Your goal = Rewrite the material below as a numbered list with one line per item, dropping the blank lines. Leave the pictures out of the result.

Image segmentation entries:
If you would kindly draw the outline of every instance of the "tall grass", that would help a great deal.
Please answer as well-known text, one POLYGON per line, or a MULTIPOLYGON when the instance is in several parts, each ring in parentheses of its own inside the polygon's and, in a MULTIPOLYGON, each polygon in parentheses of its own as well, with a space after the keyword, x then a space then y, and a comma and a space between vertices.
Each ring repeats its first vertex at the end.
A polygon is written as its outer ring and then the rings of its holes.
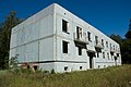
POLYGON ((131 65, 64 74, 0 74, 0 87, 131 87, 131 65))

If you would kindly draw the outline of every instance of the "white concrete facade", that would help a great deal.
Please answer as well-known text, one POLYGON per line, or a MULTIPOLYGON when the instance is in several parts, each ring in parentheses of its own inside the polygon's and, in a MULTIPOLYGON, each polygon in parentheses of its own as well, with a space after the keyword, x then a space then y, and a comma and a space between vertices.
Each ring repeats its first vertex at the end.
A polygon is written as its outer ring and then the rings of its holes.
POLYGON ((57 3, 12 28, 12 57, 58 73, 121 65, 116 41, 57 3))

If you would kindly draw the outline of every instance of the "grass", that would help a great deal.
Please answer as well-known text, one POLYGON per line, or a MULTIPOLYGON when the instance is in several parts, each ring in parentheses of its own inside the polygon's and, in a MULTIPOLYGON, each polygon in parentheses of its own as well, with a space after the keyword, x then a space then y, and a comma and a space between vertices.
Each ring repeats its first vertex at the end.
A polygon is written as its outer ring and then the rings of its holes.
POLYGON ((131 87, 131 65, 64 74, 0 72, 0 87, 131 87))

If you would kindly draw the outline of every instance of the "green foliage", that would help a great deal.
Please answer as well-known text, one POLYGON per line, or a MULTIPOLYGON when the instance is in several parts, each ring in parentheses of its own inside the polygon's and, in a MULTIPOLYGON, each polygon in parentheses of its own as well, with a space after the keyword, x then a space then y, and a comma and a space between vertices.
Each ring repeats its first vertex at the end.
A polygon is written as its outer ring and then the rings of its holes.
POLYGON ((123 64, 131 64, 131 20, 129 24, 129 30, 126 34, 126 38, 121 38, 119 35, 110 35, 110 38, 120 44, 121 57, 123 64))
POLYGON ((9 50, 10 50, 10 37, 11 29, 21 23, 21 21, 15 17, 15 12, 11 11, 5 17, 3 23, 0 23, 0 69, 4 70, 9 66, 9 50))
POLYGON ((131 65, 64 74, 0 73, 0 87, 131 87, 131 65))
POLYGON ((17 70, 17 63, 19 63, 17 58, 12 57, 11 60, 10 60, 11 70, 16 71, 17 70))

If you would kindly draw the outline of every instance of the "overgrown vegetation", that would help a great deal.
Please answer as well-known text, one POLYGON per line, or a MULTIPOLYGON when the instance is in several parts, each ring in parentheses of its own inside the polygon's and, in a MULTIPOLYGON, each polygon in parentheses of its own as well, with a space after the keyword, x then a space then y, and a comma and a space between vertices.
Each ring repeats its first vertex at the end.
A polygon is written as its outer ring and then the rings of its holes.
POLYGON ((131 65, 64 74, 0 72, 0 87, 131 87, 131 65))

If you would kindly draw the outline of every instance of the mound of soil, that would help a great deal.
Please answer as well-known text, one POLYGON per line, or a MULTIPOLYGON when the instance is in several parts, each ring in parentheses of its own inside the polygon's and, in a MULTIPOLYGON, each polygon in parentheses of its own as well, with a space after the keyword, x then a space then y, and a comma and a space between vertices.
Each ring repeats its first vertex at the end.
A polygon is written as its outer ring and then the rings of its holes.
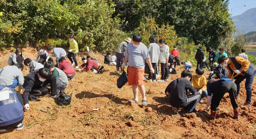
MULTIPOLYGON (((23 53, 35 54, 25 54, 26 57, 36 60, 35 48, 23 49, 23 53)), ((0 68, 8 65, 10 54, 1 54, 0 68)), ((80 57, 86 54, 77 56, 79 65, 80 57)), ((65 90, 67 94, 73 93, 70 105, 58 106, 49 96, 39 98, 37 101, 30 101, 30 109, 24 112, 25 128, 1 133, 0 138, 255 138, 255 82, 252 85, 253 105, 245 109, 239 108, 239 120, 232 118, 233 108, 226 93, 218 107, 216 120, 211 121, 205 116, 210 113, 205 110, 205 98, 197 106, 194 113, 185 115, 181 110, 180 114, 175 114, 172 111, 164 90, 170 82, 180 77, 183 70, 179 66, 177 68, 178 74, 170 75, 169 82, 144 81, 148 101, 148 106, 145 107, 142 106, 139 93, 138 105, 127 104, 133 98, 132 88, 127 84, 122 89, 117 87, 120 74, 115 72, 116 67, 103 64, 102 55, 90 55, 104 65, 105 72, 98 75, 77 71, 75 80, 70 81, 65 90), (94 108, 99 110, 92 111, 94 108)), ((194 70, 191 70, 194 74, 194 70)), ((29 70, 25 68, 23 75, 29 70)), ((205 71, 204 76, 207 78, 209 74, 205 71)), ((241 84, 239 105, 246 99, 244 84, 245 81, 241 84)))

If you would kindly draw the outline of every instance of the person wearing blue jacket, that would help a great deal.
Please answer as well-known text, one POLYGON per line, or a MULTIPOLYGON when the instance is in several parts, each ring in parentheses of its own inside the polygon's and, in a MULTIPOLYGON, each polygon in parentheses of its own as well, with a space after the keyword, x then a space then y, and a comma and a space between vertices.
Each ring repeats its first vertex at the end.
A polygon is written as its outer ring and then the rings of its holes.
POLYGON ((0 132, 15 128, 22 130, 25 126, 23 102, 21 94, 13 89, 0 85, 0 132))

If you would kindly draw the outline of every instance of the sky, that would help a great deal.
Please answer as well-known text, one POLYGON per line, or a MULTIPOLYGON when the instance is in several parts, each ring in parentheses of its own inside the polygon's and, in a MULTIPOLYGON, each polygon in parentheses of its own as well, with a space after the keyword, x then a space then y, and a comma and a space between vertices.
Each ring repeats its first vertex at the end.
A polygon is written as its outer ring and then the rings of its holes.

Task result =
1. If you would kindly draw the outline of every instance of the "tall grass", that would help a great deal.
2. Please answer as well-known text, one POLYGON per line, or a MULTIPOLYGON when the instance is in several parts, each ring in parentheses of its own inside the polygon's and, in a MULTIPOLYGON, each polygon in parentheses of its own as well, with a space after the keyword, x then a space then y, and a comma and a space between vertices.
3. Each ring repeats its first vertex at the end.
4. A polygon is written as its outer ring and then the rings of its holes.
5. POLYGON ((131 65, 64 74, 0 74, 0 87, 131 87, 131 65))
6. If you would kindly draw the outline of every instance of the "white concrete facade", that would help a great deal.
7. Please answer as well-known text, one POLYGON per line, or a MULTIPOLYGON when the instance is in several parts, each ring in parentheses of its own inside the polygon's and, in a MULTIPOLYGON, each polygon in parentheses of its own as well, with a space after the keyword, x then a space then y, and a comma and a space between vertices.
8. Each ring repeats its first vertex at the end.
9. A polygon is written as its outer ring and then the rings of its holes.
10. POLYGON ((57 3, 12 28, 12 57, 58 73, 121 65, 116 41, 57 3))
11. If you would kindly draw the outline of every instance of the "grass", that would help a great deal.
12. Please answer as well-known text, one POLYGON per line, or a MULTIPOLYGON when the instance is in several parts, each ring in parentheses of its own inside the polygon's and, in a MULTIPOLYGON, each polygon in parentheses of its own as well, with a space after the keyword, x then a space then y, and a comma and a space between vertices.
13. Each ring repeats its first vertex at the end.
14. A polygon is written as its outer ring and then the rings of its holes.
15. POLYGON ((131 87, 131 65, 64 74, 0 72, 0 87, 131 87))
16. If you would kindly draw the outline of every instance of the "green foliage", that would help a great deal.
17. Please answer as well-known text, one POLYGON per line, or a MULTIPOLYGON when the instance is in several parts, each ring in parentheses of its own inside the polygon's and, in a MULTIPOLYGON, each polygon in parentheses of its own as well, with a space after the keyword, x then a space then y, and a comma and a space between vertices.
18. Each ring repeats its first vertex at the end.
19. A polygon is written as its outer ring and then the rings of its holes.
20. POLYGON ((123 64, 131 64, 131 20, 129 24, 129 30, 126 34, 126 38, 121 38, 119 35, 110 35, 110 38, 120 44, 121 57, 123 64))
21. POLYGON ((9 50, 10 50, 10 37, 11 29, 21 23, 21 21, 15 17, 15 12, 11 11, 5 17, 3 23, 0 23, 0 69, 4 70, 9 66, 9 50))
22. POLYGON ((131 65, 64 74, 0 73, 0 87, 131 87, 131 65))
23. POLYGON ((17 70, 17 63, 19 63, 17 58, 12 57, 11 60, 10 60, 11 70, 16 71, 17 70))
24. If you would kindly draw the outline of every instance of the "overgrown vegetation", that would help a great deal.
25. Please answer as well-known text, one POLYGON per line, or a MULTIPOLYGON when the instance is in several parts, each ring in parentheses of its own inside the polygon's and, in a MULTIPOLYGON, each polygon in parentheses of its own as well, with a space after the keyword, x then a space then y, and a comma and a space between vertices.
26. Each ring repeats its first vertex at the end.
27. A polygon is written as its outer ring and then the rings of its holes.
28. POLYGON ((131 65, 64 74, 0 72, 0 87, 131 87, 131 65))
29. If you would kindly draw the outline of every instance of the mound of soil, that would help a great deal.
30. Please answer as well-known text, one POLYGON per line, or a MULTIPOLYGON when the instance is in several parts, each ring in parentheses of its own inside the polygon's and, in a MULTIPOLYGON, each polygon in parentheses of its own as well, with a space after the keyword, x then a space then y, and a comma and a space between vertices.
31. Each ring repeats its first vertex at the end.
32. A polygon is written as its outer ring and then the rings of its holes.
33. MULTIPOLYGON (((23 53, 35 54, 25 54, 26 57, 36 60, 35 48, 23 49, 23 53)), ((0 68, 8 65, 10 54, 1 54, 0 68)), ((80 57, 86 54, 77 56, 79 65, 80 57)), ((65 90, 67 94, 73 93, 70 105, 58 106, 49 96, 39 98, 37 101, 30 101, 30 109, 24 112, 25 128, 1 133, 0 138, 255 138, 255 82, 252 85, 253 105, 245 109, 239 108, 239 120, 232 118, 233 108, 226 93, 218 107, 216 120, 211 121, 205 116, 210 113, 205 110, 205 98, 197 106, 194 113, 185 115, 181 110, 180 114, 175 114, 172 111, 164 90, 170 82, 180 77, 183 70, 179 66, 177 68, 178 74, 170 75, 169 82, 144 81, 148 101, 148 106, 145 107, 142 106, 139 93, 138 105, 127 104, 133 98, 132 88, 127 84, 122 89, 117 87, 120 74, 115 72, 116 67, 103 64, 102 55, 90 55, 104 65, 105 72, 98 75, 77 71, 75 80, 70 81, 65 90), (94 108, 99 110, 92 111, 94 108)), ((194 70, 191 70, 194 74, 194 70)), ((29 70, 25 68, 23 75, 29 70)), ((205 71, 204 76, 207 78, 209 74, 205 71)), ((241 84, 239 105, 246 99, 244 84, 245 81, 241 84)))
34. If you would kindly draw the outline of every instance of the person wearing blue jacket, that would help a great deal.
35. Please answer as well-known text, one POLYGON per line, or a MULTIPOLYGON when the instance is in several parts, each ring in parentheses of its own inside the polygon's and, in a MULTIPOLYGON, each polygon in parentheses of its own as well, with a space after the keyword, x then a space then y, and a comma and a space between vertices.
36. Each ring repeats its first vertex at the end.
37. A polygon is written as its outer ring and then the rings of its holes.
38. POLYGON ((0 132, 15 128, 22 130, 25 126, 23 102, 21 94, 13 89, 0 85, 0 132))
39. If you would kindly draw the outline of every instance of the sky, that would help a great deal.
40. Please answer as well-known text, one POLYGON per line, or a MULTIPOLYGON when the instance is in several parts, each ring in parentheses of its own inside the polygon's and, in a MULTIPOLYGON, each polygon in parentheses of its own as well, with a space after the keyword, x then a space then y, and a comma and a space between vertices.
41. Each ring repeats its first vertex at the end.
42. A polygon is written as its outer ring and then the rings of its holes.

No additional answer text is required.